▶ **Assigned task**:
For the material that follows, tally the lines holding "below" and give the total alone.

▶ **The records**:
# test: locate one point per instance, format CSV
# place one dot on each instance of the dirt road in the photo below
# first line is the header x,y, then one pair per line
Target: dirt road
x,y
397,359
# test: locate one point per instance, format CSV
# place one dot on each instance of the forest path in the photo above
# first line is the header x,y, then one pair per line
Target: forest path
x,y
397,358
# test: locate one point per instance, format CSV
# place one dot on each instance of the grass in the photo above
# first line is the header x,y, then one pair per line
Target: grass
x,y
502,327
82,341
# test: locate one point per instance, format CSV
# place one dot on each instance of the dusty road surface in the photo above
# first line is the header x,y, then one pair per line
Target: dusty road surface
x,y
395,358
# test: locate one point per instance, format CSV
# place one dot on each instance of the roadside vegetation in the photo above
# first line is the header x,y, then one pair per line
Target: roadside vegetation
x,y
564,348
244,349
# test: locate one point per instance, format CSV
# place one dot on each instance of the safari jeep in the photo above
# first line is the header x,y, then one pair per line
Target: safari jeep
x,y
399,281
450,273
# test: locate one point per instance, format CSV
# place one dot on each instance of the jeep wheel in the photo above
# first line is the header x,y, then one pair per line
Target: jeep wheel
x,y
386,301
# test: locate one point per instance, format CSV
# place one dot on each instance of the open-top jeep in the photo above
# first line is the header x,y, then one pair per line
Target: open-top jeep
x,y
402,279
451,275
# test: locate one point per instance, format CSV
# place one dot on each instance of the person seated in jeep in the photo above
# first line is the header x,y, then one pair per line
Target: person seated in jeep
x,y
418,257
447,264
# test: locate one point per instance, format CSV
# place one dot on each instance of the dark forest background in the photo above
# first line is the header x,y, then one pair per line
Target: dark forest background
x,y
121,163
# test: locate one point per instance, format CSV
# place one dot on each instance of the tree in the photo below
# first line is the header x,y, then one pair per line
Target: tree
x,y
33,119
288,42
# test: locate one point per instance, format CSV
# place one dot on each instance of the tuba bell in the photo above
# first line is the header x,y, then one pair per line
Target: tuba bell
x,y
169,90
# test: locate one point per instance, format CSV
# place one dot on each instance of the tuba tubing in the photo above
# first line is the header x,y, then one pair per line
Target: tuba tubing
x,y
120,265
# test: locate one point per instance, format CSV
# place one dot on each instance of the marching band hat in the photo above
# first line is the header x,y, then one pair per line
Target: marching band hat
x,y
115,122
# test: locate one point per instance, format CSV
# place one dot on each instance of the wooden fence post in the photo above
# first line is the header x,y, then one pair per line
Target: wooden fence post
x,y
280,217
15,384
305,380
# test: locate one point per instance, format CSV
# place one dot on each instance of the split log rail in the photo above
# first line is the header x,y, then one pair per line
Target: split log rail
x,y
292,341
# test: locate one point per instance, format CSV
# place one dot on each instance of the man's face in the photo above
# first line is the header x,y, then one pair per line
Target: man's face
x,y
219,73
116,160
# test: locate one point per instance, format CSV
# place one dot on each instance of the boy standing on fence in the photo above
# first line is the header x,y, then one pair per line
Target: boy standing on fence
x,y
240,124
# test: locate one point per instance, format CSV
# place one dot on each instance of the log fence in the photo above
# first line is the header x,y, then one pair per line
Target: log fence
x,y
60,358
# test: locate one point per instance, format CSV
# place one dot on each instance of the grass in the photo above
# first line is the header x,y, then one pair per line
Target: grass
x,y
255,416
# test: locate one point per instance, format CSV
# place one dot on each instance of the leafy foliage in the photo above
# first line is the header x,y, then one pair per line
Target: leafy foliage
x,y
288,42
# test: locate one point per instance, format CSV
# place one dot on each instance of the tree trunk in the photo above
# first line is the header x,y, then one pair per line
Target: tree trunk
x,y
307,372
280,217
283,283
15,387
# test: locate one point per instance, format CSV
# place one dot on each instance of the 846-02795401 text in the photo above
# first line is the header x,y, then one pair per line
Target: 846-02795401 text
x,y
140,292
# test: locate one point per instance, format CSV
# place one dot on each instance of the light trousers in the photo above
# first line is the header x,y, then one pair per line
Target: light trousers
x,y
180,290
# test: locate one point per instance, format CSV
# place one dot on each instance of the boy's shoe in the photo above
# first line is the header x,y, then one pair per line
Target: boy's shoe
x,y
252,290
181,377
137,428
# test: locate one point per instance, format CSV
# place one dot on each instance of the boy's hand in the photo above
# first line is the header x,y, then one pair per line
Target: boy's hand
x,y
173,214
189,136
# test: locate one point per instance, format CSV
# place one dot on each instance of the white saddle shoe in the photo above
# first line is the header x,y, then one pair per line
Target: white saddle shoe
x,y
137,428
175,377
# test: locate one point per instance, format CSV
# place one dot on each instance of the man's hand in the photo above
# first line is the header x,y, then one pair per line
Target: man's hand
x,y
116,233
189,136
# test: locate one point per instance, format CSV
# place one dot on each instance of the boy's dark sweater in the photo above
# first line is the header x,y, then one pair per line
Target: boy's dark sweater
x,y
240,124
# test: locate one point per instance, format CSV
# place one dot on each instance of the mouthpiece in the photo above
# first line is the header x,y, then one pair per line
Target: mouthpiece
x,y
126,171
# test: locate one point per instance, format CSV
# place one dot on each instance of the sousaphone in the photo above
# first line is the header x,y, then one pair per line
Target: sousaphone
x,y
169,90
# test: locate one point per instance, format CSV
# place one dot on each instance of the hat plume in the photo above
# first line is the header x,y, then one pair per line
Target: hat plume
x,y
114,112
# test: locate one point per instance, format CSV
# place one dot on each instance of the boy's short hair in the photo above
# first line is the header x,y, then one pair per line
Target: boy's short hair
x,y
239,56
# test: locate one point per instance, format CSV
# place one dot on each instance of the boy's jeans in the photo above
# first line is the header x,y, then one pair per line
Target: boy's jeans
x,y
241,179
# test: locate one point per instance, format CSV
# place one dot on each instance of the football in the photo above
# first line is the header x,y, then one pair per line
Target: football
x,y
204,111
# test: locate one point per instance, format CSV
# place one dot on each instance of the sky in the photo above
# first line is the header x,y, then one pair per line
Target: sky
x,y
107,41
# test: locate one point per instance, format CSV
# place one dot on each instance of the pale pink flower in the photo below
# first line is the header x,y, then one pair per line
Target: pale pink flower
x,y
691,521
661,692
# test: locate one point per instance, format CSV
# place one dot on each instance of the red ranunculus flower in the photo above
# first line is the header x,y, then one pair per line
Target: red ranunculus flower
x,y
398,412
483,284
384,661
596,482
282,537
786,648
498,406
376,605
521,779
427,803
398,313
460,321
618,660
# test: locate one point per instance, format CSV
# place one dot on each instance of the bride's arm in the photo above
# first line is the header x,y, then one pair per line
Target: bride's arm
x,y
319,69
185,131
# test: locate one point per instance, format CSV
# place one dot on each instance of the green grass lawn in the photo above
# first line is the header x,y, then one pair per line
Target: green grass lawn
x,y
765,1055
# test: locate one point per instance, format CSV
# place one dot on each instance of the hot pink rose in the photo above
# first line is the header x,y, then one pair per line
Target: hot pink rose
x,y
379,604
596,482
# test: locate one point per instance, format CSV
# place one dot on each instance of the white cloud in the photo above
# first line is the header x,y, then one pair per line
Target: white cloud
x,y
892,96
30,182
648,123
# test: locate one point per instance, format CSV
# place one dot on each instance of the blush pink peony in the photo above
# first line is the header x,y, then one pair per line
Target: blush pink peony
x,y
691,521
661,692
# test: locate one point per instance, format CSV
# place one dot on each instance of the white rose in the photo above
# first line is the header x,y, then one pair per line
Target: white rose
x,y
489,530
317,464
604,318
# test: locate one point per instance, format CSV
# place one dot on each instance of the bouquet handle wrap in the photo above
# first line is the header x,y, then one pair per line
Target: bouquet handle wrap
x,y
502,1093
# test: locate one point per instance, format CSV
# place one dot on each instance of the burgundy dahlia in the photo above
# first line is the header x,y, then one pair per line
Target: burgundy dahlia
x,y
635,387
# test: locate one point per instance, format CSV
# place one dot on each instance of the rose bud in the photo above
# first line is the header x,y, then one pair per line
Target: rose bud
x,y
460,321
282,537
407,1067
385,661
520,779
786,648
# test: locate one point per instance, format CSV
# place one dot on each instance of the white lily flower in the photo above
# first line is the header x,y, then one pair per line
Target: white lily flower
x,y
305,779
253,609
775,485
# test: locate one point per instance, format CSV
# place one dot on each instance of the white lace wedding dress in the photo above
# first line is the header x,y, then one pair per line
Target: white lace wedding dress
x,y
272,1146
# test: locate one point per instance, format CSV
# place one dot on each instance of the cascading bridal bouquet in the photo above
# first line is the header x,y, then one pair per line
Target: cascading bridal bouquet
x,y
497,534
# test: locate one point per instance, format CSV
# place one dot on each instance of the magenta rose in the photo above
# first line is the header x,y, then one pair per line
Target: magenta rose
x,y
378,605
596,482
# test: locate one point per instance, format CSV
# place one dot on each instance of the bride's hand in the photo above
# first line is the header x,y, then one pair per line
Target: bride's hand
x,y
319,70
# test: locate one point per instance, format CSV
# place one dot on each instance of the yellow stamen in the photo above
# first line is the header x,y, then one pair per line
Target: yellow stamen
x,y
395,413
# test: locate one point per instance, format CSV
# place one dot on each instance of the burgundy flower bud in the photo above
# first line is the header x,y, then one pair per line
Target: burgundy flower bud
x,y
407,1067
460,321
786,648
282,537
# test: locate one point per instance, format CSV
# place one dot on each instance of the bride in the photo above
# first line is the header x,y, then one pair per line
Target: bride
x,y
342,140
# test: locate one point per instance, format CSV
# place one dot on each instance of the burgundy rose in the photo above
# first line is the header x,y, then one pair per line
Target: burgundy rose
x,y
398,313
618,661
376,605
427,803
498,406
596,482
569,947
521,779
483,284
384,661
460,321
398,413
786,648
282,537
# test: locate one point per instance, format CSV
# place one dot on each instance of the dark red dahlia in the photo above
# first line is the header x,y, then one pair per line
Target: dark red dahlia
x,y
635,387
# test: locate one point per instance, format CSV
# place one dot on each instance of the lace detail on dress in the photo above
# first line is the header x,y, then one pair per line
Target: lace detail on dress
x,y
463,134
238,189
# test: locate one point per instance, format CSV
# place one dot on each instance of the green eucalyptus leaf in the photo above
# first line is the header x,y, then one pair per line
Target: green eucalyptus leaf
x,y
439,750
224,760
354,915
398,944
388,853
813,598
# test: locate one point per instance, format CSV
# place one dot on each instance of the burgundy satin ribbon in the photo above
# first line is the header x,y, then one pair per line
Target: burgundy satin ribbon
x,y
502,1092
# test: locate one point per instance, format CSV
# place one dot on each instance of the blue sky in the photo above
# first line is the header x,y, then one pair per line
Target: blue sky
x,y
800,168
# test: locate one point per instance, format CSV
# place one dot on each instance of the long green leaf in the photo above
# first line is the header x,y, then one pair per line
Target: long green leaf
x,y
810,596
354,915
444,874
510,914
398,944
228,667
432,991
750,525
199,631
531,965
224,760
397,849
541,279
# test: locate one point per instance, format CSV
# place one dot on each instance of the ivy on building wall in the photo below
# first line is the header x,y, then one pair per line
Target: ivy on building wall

▶ **Answer for this exercise**:
4